(PROVIDED RECORDS):
......

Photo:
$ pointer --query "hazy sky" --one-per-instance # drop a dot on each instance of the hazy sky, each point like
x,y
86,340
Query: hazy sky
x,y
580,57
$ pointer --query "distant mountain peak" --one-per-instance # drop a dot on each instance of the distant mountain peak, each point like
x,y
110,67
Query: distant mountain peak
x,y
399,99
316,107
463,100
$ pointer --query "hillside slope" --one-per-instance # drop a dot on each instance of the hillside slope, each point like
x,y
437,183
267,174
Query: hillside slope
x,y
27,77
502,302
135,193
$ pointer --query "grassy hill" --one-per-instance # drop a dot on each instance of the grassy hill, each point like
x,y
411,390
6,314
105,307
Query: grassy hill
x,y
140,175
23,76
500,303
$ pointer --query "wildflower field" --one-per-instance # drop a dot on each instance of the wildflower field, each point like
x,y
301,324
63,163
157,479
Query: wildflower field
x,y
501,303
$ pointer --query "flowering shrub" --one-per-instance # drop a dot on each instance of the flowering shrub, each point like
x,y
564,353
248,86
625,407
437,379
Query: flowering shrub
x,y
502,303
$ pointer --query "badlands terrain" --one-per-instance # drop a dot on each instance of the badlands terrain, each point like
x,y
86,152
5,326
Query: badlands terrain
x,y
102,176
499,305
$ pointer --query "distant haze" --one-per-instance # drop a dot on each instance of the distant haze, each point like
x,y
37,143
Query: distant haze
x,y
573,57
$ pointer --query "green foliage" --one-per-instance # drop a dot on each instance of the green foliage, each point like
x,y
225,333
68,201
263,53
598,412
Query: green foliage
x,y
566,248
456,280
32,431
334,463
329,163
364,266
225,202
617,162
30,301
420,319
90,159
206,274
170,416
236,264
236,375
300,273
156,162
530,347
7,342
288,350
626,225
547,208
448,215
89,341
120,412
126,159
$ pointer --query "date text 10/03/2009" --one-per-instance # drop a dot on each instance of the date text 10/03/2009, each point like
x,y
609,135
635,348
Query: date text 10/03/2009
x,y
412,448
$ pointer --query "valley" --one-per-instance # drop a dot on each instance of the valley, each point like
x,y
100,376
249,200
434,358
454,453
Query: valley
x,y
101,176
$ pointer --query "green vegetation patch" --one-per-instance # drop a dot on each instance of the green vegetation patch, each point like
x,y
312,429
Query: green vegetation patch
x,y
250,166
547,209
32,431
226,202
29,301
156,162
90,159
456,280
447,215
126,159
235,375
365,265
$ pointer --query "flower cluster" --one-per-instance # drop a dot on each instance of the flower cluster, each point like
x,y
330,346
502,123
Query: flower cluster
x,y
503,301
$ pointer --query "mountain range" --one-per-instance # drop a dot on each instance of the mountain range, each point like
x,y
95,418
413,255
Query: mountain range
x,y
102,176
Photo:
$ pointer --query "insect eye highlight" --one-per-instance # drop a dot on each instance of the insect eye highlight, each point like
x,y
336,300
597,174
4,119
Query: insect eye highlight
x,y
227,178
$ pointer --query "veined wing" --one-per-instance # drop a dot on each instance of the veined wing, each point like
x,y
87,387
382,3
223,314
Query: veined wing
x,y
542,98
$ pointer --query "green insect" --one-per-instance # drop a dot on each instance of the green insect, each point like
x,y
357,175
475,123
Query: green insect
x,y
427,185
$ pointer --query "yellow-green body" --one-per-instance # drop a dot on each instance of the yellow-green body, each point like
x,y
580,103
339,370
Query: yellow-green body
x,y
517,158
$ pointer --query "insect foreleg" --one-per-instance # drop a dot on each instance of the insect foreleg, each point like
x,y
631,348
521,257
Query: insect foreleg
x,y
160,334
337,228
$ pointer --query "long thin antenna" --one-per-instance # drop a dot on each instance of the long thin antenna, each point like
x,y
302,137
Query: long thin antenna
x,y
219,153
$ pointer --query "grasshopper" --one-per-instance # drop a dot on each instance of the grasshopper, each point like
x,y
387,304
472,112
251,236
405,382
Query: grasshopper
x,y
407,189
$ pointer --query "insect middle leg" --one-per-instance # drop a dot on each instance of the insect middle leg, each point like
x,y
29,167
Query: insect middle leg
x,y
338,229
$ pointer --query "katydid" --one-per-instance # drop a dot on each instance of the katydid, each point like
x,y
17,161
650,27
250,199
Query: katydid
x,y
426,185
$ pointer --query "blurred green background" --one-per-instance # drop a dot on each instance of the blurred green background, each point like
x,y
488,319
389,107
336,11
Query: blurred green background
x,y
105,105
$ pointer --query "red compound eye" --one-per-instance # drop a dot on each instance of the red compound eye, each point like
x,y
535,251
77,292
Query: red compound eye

......

(HOW TO COMPLETE THIS TASK):
Out of the records above, pick each line that contains the string "compound".

(RESPONSE TO THIS TASK):
$ pointer --query "red compound eye" --one-per-instance # drop a dot on each instance of the red compound eye, each point like
Query: red compound eye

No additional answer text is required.